Entries provided:

────────────────────────────────────────

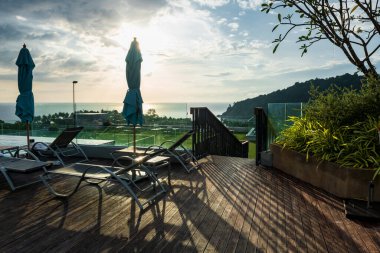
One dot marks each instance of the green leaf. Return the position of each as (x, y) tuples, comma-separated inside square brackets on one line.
[(274, 28), (353, 9)]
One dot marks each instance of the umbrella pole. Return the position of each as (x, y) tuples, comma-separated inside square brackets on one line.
[(27, 134)]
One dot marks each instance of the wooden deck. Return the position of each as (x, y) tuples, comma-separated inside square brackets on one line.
[(229, 205)]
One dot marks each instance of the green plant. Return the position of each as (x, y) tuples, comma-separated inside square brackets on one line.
[(351, 146), (339, 125)]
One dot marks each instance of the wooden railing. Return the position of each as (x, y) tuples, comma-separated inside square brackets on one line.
[(211, 137)]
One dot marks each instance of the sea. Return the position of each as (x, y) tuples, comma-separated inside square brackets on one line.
[(174, 110)]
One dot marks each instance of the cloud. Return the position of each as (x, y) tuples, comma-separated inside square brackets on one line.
[(223, 74), (233, 26), (250, 4)]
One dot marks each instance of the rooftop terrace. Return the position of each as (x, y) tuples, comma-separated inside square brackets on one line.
[(228, 205)]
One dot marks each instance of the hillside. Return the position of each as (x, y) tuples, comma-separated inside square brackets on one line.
[(299, 92)]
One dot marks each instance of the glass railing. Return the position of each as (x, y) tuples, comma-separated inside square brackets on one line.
[(109, 127), (278, 115), (114, 135)]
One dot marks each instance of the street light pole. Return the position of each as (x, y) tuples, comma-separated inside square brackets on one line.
[(74, 105)]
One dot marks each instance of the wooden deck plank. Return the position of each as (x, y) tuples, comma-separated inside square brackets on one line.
[(222, 182), (229, 205)]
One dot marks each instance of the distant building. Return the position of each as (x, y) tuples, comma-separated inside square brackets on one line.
[(91, 118)]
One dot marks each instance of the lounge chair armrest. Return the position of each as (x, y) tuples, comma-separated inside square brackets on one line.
[(36, 144), (152, 148)]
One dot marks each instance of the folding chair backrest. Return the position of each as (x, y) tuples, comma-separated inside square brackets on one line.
[(66, 137), (180, 141), (156, 153)]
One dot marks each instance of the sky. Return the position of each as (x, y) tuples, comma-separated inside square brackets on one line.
[(193, 50)]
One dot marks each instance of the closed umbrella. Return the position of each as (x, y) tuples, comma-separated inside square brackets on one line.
[(25, 101), (132, 110)]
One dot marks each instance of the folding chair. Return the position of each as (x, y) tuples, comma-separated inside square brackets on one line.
[(95, 174), (178, 151), (62, 147), (12, 167)]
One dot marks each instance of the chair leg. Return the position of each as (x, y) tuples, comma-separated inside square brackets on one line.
[(45, 177)]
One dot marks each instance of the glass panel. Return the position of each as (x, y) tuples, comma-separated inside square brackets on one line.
[(278, 115)]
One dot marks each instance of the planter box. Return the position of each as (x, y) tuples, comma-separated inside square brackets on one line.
[(347, 183)]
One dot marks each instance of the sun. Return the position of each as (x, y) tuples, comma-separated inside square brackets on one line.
[(149, 44)]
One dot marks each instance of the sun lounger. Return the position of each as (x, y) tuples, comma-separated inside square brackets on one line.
[(12, 167), (61, 148), (95, 174)]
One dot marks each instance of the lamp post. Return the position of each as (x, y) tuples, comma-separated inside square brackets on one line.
[(74, 106)]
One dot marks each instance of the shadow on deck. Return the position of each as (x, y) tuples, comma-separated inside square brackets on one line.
[(229, 205)]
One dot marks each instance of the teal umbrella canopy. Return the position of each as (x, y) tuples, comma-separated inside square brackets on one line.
[(132, 110), (25, 101)]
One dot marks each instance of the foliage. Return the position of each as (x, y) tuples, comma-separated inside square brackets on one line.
[(352, 146), (299, 92), (339, 125), (351, 25), (337, 106)]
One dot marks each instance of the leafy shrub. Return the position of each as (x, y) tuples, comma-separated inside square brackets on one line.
[(339, 125), (336, 106)]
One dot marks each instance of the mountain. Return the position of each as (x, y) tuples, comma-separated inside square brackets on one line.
[(299, 92)]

────────────────────────────────────────

Task description:
Copy the data character for character, but drop all pictures from the copy.

Reply:
One dot marks each instance of the green leaf. Return the position of each as (x, y) tuples, comma-separated inside square brackets on one line.
[(274, 28), (353, 9)]
One dot marks each instance of the umbrella pole. Return the position of each as (x, y) tuples, comma-separated inside square brackets on one line.
[(27, 134)]
One dot marks each instance of the wooden deck. Return the position of each as (x, y) tuples, comma-separated inside square brackets on one line.
[(229, 205)]
One dot marks each instance of the green plant. Return the position of each as (x, y) tuples, comma-separated inside square brackets on one line.
[(351, 146), (339, 125)]
One dot marks each instance of the wooden railing. Return the position of each as (x, y) tuples, comma-separated inside square brackets on one line.
[(211, 137)]
One dot marks each instance of the sea. Return the position of each as (x, y) tuples, comma-separated inside square brackets on one line.
[(174, 110)]
One dot marks each instance of the cloud. Return the position of each as (x, y) tuples, comma-separated inside square brackets on one line.
[(223, 74), (233, 26), (250, 4)]
One dot marks each instance of the rooftop terrace. Return the position of each as (x, y) tuples, comma-separated inside square brackets on one line.
[(228, 205)]
One dot marks each instance of the hillside. Return the position of each as (x, y) tuples, comma-separated inside square brackets on one line.
[(299, 92)]
One dot marks each instance of the glass railing. Return the position of each as (x, y) tuples, comma-separated inside square brackets on one line.
[(109, 127), (278, 115), (114, 135)]
One dot marks each instance of the street light pole. Return the position of each as (x, y) tuples, comma-separated inside square brackets on one line.
[(74, 105)]
One dot marks each instance of the wooden deck plank. Return the position of each as (x, y) tuples, comma-separated inside square brackets on one line.
[(222, 182), (229, 205)]
One dot marks each instance of the distant building. Return the position of each as (x, y) tuples, comma-separated inside square brackets on one line.
[(91, 118)]
One dot marks each instance of the lounge chair armrest. Return the position of each as (x, y) tuples, comma-separated inside square brackets on one line.
[(36, 144), (152, 148)]
One dot marks each instance of the folding chair backrest. Return the position of each as (x, y) tuples, comma-separated inside square brackets on one line.
[(66, 137), (180, 141), (156, 153)]
One dot marks each instance of the sky. Return the position of each as (x, y) tuples, comma-separated inside square brackets on one line.
[(193, 50)]
One dot marks each instance of the closed umbrella. Return the position of each as (x, y) tuples, comma-separated inside square brackets on one line.
[(25, 101), (132, 110)]
One dot marks each instance of the folding chair. Return the position of each as (x, y) tuples, comma-separated inside square brackets on one line.
[(95, 174), (178, 151), (62, 147), (12, 167)]
One dot marks each instance of the chair leg. Return the position of each as (x, y) tuples, comma-separated inside square brackets on one line.
[(45, 177)]
One dot marks each instance of the glass panel. Return the position of each as (x, y) tuples, comma-separated inside square brackets on one line.
[(278, 115)]
One dot marks each instance of the planter box. Return the position of each as (x, y) tuples, comma-separated inside square brackets on one line.
[(347, 183)]
One dot marks each instance of the sun. Return the position of each as (x, y) tuples, comma-separated inside square brackets on one line.
[(149, 44)]
One dot marks each instance of the sun lounger. Return the position of each as (x, y) tuples, comma-separated inside square brackets on one line.
[(12, 167), (61, 148), (95, 174)]
One dot marks each instance of the lamp post. Return the position of each as (x, y) tuples, comma-separated inside square brackets on one line.
[(74, 106)]
One dot marks each instance of the shadow on deck. Return the position of each as (x, y) tuples, comma-separated inside square brackets on one line.
[(229, 205)]
One dot marks each instance of the teal umbrella canopy. Return the position of each as (x, y) tuples, comma-separated inside square brackets on one line.
[(132, 110), (25, 101)]
One dot marks each instance of the foliage. Return the position of each as (x, y) tuples, comma-separated inside square brackets on one line.
[(352, 146), (299, 92), (339, 125), (351, 25), (337, 106)]
One dot marks each instance of the leafy shrub. Return the position of each as (x, y) tuples, comma-separated inside square brackets on one line.
[(339, 125), (336, 106)]
One dot marks each instance of the mountain. Return the position of each as (x, y) tuples, comma-separated inside square brackets on one line.
[(299, 92)]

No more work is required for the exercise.